### [Stated exercise]
Extract every line of the entries below verbatim, omitting the pictures from your answer.
— START Extracted material —
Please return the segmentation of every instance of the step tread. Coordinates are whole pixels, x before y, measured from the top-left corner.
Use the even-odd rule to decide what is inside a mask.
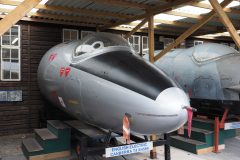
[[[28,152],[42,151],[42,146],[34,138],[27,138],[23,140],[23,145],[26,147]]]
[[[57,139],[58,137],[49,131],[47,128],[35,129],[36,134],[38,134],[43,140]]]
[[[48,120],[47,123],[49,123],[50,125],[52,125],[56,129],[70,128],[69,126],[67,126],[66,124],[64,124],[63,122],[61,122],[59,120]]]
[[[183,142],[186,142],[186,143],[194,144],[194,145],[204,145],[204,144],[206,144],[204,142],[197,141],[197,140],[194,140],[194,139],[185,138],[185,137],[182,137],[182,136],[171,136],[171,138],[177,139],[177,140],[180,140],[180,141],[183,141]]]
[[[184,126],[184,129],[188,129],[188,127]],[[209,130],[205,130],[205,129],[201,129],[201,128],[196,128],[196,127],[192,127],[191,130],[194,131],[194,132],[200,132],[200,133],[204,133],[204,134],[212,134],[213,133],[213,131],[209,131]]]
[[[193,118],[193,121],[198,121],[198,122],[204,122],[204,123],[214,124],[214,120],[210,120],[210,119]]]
— END Extracted material —
### [Result of this task]
Please return the segmentation of every instance of the step tread. Coordinates are whole pixels, x before y, measured from the top-left corner.
Use the even-odd rule to decide what is inside a mask.
[[[28,152],[42,151],[42,146],[34,138],[27,138],[23,140],[23,145],[26,147]]]
[[[57,139],[58,137],[49,131],[47,128],[35,129],[36,134],[38,134],[43,140]]]
[[[48,120],[47,123],[49,123],[50,125],[52,125],[56,129],[70,128],[69,126],[67,126],[66,124],[64,124],[63,122],[61,122],[59,120]]]
[[[183,142],[186,142],[186,143],[194,144],[194,145],[204,145],[204,144],[206,144],[204,142],[197,141],[197,140],[194,140],[194,139],[185,138],[185,137],[182,137],[182,136],[171,136],[171,138],[177,139],[177,140],[180,140],[180,141],[183,141]]]
[[[184,126],[184,129],[188,129],[188,127]],[[209,130],[205,130],[205,129],[201,129],[201,128],[196,128],[196,127],[192,127],[191,130],[194,131],[194,132],[200,132],[200,133],[204,133],[204,134],[212,134],[213,133],[213,131],[209,131]]]
[[[193,118],[193,121],[198,121],[198,122],[204,122],[204,123],[214,124],[214,120],[210,120],[210,119]]]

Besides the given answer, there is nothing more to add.